### RECORDS TO PROCESS

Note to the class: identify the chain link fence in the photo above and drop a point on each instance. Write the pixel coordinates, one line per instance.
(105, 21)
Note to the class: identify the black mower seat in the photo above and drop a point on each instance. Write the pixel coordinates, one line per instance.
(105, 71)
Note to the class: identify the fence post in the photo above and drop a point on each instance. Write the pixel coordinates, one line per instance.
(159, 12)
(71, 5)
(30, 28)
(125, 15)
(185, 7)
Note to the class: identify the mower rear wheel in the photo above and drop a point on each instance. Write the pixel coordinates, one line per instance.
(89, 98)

######

## WORK TO COMPLETE
Once you find the line containing "Note to the class: identify the black", copy it and every line after it through the end of the records, exactly and nothing else.

## EXERCISE RESPONSE
Note to the class: identify the black mower seat in the photo above and drop a point on each instance. Write the pixel coordinates, one line per instance.
(105, 71)
Note to the class: identify the fence post in the photo above and drop a point on each instance. Write the pixel coordinates, one line per instance.
(159, 12)
(71, 5)
(30, 28)
(125, 15)
(185, 7)
Note to the class: identify the mower rear wheel in the photo above and drop a point on each instance. Write the pixel coordinates, one line per instance.
(89, 98)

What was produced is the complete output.